Arrange the lines of the entries below as a Markdown table with the columns Row and Line, running from the line with "Confirm that each instance of the dirt" up to and including the line with "Target: dry brown reed", numbering each row and omitting blank lines. Leave the pictures out of the table.

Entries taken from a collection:
- - -

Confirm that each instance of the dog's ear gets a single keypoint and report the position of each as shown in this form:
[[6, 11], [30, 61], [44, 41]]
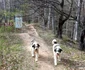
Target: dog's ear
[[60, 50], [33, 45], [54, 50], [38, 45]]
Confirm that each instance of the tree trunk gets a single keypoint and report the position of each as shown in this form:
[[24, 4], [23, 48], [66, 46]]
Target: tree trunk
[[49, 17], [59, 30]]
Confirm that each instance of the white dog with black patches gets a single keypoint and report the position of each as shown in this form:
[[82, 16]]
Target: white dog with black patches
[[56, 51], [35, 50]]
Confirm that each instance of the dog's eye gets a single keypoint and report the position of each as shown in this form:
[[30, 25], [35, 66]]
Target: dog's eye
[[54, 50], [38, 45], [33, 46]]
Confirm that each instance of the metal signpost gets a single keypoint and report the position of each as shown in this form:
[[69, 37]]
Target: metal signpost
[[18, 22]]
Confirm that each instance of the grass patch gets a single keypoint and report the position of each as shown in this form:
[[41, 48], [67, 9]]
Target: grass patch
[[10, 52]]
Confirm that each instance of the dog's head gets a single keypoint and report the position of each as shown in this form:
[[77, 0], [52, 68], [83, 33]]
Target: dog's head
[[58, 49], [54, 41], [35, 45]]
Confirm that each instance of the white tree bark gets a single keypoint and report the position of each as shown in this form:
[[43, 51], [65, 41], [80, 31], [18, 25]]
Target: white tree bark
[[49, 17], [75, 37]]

- - -

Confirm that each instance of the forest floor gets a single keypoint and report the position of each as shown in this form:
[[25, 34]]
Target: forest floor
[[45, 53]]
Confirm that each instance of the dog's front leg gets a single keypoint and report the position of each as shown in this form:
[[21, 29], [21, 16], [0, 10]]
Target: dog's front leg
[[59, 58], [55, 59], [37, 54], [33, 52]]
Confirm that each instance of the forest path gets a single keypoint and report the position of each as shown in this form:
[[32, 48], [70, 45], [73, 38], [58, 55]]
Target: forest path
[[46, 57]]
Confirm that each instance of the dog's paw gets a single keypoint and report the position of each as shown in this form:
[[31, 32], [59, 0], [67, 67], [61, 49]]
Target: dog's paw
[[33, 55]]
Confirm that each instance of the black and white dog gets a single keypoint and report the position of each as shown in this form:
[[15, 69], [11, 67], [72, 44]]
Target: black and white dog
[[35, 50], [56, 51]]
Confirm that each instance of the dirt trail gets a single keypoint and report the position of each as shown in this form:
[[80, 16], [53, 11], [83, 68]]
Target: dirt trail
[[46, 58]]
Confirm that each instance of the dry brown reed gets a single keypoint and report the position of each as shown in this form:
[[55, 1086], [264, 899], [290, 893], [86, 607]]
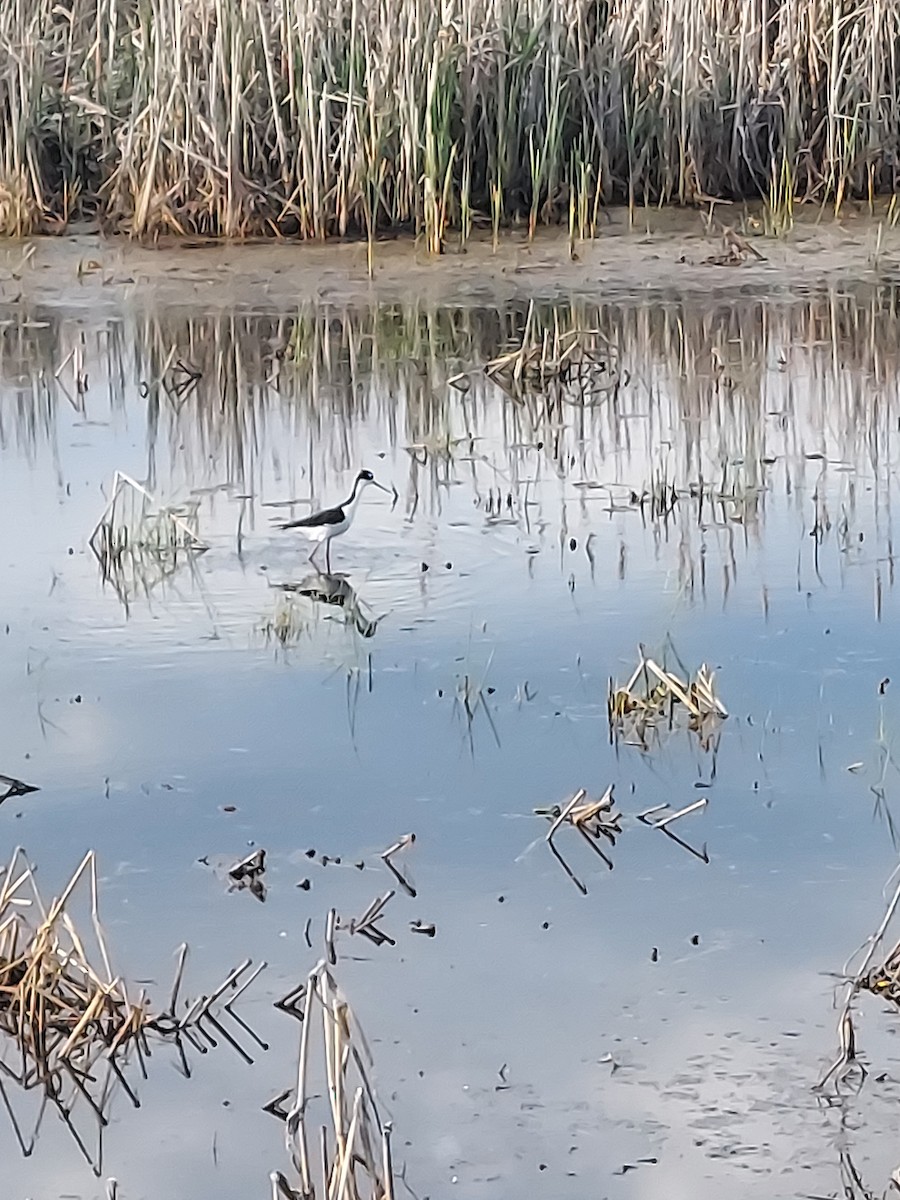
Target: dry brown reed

- - -

> _EXPECTED ANSWER_
| Row | Line |
|---|---|
| 1 | Confirm that each instance of the dirt trail gets a single keypoint and report the position of each as shown in this form: |
| 2 | [[80, 16], [53, 11], [83, 68]] |
| 3 | Target: dirt trail |
| 4 | [[46, 58]] |
| 5 | Confirm that each instance of the dry brown reed gets a single keypoint and report the position of each as shown in this form: |
| 6 | [[55, 1086], [264, 899], [290, 893], [86, 607]] |
| 7 | Target: dry brown reed |